- _Records excerpted from a collection_:
===
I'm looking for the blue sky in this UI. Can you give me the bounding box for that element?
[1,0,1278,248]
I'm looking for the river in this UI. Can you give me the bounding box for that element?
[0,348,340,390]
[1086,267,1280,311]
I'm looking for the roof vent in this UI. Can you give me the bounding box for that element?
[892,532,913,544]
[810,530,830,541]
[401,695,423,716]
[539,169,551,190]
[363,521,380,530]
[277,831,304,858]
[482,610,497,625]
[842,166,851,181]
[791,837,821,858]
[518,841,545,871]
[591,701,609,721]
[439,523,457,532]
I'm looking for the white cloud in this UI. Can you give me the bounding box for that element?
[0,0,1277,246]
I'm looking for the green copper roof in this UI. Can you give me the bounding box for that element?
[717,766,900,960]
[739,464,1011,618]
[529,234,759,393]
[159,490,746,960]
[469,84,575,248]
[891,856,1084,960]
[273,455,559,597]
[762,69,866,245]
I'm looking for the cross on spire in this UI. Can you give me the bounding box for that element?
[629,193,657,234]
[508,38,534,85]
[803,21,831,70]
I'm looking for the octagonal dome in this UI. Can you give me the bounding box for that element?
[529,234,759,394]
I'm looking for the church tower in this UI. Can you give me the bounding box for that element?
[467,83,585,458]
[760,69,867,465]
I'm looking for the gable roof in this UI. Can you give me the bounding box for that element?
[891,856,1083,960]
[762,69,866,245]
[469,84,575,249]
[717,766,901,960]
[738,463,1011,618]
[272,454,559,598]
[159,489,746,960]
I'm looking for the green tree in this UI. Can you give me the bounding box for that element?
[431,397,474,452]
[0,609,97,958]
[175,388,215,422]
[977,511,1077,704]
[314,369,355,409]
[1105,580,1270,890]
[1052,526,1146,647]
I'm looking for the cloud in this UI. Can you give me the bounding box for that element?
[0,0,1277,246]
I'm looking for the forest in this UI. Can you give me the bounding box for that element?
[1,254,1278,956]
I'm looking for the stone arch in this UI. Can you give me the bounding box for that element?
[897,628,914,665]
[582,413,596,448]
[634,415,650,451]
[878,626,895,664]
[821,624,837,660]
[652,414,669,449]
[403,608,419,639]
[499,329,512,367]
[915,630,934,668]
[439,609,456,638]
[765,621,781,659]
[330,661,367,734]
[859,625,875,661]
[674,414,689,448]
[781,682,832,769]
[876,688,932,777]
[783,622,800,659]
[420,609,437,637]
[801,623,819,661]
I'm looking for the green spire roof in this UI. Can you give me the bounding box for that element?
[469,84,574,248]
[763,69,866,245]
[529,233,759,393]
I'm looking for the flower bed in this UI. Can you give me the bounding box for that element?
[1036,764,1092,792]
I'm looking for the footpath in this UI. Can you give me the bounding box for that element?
===
Please copy out each entry exactly as it appears above.

I'm looking for the blue sky in this UI. Can you give me the bounding box for that element?
[1,0,1278,248]
I'm looking for the river in this UI. Can you give me the bounding box for that element?
[0,348,340,390]
[1086,267,1280,311]
I'm looking for the roof vent in this UI. Can you give me the bounding box for that element?
[892,532,913,544]
[810,530,830,541]
[401,695,423,716]
[539,169,551,190]
[363,521,380,530]
[277,831,304,858]
[482,610,497,625]
[842,166,851,181]
[791,837,821,858]
[518,841,545,871]
[591,701,609,721]
[439,523,457,532]
I'm looking for the white cloud in this UI. Can you give me the bounding box for that element?
[0,0,1277,246]
I'm looking for the green copper roof in this UI. Can you give me the bounding box for that element?
[717,766,900,960]
[739,464,1011,618]
[529,234,759,393]
[159,490,746,960]
[469,84,575,248]
[891,856,1084,960]
[273,455,559,597]
[762,69,866,245]
I'm looking for the cross on spire in this UI. Can you give me the bounding box for that element?
[629,193,657,234]
[508,38,534,85]
[803,21,831,70]
I'm looking for the octagonal dome in this UI. Can you give me the bounding box for that element?
[529,234,759,394]
I'm looking for the church tower in this UI. Can you give me the bounding box for that element?
[467,83,585,458]
[760,69,867,465]
I'm looking for the gable roof in this UI. Can you give me the bounding box for that element?
[891,856,1083,960]
[762,69,866,245]
[469,84,575,249]
[717,766,901,960]
[738,463,1011,618]
[272,454,559,598]
[159,489,746,960]
I'm looking for the green tree in this UI. Can you give me the bounding box for that element?
[431,397,474,452]
[0,609,97,958]
[175,388,215,422]
[977,511,1077,704]
[314,369,355,409]
[1105,580,1270,890]
[1052,526,1146,647]
I'm looking for the cloud in this UI. Can you give me the bounding box for that element?
[0,0,1277,246]
I'm looking for the forest in this UI. Can you give me the bounding box for that element?
[1,254,1278,956]
I'm looking for the stone arch in this UI. Can you give me the bounding box for that element?
[897,628,914,665]
[582,413,596,448]
[634,415,650,451]
[878,626,895,664]
[821,624,837,660]
[652,414,669,449]
[403,608,419,639]
[499,329,512,367]
[915,630,934,668]
[439,609,456,638]
[765,621,781,659]
[330,661,367,734]
[859,625,875,661]
[674,414,689,448]
[781,682,832,769]
[876,688,932,777]
[783,622,800,659]
[420,609,437,637]
[801,623,819,661]
I'm looking for the green spire roof in this UI. Can you give me the bounding box for that element?
[469,84,574,248]
[763,69,866,245]
[529,233,759,393]
I'm looking for the flower bed in this UI. Can you give me the bounding box for that element?
[1036,764,1092,792]
I'm looking for the footpath in this UI. Can you give me the bounding box for that element?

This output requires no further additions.